My company’s work-in-progress list was shortening in December, 2019, so I contacted Mark Zimmerman, project manager with FCE to see if he was still interested in signage quotes for the tunnel job. After finding out he had yet to make a decision on the signs, I asked my wife if I should tackle such a large-scale job considering that I am usually a one-man operation, and this would require help.
Understanding previous successes tackling similar projects since the 1990’s, she very encouragingly helped me decide to give it a shot. So just weeks before the COVID-19 pandemic hit the country, I bid the job and was soon awarded the contract to build all the signage for the third and final phase of the Blue Ridge Tunnel restoration on Afton Mountain! What a blessing this project soon became as my usual education and hospitality customers put upcoming orders on hold as the COVID crisis crept in!
HUGE CHALLENGE AHEAD
I spent a full week designing the detailed shop drawings which showed FCE, Nelson County, and Woolpert, Inc., the A&E firm who designed the overall tunnel renovation project, exactly what I would be providing. Once these were approved, I ordered the materials for the project.
====
ASSIGNED TASK:
From the account of the Blue Ridge Tunnel signage job, reproduce word for word the passage that starts at "Understanding previous successes" and stops after "for the project.".

(Entries listed in a dataset)
====
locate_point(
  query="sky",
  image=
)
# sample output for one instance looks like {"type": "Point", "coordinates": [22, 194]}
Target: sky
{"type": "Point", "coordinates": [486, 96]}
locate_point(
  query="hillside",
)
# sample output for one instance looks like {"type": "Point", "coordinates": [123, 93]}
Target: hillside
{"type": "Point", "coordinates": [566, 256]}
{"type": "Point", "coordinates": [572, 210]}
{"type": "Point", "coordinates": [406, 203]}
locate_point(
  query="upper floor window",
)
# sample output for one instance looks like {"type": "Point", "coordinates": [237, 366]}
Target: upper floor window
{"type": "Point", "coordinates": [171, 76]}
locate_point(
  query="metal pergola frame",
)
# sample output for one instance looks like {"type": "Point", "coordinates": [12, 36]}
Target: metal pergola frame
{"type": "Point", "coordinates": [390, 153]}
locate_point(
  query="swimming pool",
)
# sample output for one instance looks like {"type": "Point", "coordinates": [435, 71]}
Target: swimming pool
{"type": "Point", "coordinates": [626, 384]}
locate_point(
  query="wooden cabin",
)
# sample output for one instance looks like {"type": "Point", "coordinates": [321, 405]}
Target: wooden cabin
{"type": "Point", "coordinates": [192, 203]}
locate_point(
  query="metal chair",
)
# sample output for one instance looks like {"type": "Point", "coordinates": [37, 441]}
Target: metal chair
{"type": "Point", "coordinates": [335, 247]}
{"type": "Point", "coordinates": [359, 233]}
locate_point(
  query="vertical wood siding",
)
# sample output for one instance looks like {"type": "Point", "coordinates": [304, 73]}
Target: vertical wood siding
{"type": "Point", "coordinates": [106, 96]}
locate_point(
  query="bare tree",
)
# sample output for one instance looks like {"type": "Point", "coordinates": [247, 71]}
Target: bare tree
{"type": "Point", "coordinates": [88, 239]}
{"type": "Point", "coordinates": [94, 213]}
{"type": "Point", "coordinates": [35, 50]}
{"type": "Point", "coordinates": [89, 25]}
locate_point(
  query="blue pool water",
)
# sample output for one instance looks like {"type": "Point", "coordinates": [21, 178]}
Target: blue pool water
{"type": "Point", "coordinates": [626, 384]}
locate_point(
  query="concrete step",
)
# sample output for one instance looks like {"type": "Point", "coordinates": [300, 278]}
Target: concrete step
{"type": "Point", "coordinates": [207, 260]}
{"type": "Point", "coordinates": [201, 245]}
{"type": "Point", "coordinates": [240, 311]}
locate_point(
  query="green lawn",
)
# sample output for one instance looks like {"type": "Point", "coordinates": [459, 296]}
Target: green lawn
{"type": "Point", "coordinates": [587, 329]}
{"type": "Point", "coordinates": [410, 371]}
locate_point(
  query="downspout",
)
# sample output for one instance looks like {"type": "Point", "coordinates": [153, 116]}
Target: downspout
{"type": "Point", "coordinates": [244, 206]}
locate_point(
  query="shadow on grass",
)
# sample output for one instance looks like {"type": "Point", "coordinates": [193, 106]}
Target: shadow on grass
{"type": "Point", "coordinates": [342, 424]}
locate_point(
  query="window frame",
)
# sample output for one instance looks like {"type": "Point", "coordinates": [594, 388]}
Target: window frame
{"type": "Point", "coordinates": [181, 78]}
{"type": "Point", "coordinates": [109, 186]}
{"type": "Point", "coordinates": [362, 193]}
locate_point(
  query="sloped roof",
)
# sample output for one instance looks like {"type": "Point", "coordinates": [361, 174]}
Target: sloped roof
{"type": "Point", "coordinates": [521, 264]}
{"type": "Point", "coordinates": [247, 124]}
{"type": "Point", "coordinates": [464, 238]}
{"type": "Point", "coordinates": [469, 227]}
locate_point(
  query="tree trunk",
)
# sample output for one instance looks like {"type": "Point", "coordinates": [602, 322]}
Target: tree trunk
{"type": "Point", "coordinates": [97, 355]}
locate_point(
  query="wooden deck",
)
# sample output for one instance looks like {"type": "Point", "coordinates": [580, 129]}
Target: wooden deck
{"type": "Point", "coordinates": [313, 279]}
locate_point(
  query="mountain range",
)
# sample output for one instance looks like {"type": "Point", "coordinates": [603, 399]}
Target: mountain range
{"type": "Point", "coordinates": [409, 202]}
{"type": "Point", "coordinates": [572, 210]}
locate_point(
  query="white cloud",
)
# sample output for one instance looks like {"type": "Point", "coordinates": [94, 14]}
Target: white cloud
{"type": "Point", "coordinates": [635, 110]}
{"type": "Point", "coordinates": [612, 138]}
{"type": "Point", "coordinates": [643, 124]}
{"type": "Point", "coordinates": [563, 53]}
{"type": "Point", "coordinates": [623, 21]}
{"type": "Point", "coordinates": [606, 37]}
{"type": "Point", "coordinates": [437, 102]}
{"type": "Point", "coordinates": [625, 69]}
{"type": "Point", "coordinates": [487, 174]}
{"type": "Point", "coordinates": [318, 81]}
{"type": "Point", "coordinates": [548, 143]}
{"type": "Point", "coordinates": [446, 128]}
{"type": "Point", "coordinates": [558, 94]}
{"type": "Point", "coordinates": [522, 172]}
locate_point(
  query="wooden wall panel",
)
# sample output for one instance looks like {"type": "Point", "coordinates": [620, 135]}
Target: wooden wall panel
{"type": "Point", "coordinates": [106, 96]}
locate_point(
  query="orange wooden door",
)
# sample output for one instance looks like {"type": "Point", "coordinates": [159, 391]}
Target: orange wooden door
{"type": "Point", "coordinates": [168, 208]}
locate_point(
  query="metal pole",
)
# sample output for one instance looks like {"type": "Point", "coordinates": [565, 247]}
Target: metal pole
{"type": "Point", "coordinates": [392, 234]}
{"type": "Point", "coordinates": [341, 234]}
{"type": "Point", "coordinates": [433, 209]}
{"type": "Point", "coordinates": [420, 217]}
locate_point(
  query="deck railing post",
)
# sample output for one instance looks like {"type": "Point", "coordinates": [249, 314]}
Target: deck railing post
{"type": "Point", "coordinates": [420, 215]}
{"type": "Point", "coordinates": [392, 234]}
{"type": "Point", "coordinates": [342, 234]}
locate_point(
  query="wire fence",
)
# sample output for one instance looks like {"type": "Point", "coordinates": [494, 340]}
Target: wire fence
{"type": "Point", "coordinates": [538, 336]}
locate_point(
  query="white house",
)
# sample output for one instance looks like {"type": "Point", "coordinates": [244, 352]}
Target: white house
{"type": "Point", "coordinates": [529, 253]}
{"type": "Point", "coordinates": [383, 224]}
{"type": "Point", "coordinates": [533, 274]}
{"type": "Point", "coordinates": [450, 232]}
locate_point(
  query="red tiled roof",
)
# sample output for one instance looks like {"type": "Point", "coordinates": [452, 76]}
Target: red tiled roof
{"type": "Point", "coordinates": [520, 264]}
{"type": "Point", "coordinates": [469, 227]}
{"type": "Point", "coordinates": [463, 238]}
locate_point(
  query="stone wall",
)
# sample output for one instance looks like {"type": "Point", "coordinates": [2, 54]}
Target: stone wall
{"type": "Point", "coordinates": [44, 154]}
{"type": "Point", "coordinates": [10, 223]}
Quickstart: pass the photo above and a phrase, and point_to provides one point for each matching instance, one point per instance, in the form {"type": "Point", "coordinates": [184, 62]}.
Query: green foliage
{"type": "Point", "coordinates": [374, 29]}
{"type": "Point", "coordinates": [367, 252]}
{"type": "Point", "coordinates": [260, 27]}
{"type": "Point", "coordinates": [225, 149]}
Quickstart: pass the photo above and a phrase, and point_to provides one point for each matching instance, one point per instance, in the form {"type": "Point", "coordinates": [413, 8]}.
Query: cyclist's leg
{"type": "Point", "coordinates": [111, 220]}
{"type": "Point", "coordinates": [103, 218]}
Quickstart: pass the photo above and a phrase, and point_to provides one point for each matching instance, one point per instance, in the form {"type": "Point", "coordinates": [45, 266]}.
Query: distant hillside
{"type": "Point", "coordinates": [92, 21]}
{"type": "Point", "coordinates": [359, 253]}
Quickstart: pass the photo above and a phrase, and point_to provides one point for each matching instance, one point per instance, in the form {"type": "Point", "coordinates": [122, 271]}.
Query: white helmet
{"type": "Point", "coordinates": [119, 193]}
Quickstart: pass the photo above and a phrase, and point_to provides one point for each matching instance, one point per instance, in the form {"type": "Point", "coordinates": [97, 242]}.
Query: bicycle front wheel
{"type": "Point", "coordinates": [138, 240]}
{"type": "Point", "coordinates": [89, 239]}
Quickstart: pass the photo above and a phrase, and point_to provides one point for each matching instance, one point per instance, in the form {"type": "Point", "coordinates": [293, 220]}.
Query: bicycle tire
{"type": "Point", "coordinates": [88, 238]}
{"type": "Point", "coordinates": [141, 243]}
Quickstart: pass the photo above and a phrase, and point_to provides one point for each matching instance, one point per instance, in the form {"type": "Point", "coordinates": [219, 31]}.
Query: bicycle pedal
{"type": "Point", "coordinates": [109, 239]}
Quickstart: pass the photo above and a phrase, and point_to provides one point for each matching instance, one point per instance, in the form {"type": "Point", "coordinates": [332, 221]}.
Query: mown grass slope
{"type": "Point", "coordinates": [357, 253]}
====
THE ANSWER:
Understanding previous successes tackling similar projects since the 1990’s, she very encouragingly helped me decide to give it a shot. So just weeks before the COVID-19 pandemic hit the country, I bid the job and was soon awarded the contract to build all the signage for the third and final phase of the Blue Ridge Tunnel restoration on Afton Mountain! What a blessing this project soon became as my usual education and hospitality customers put upcoming orders on hold as the COVID crisis crept in!
HUGE CHALLENGE AHEAD
I spent a full week designing the detailed shop drawings which showed FCE, Nelson County, and Woolpert, Inc., the A&E firm who designed the overall tunnel renovation project, exactly what I would be providing. Once these were approved, I ordered the materials for the project.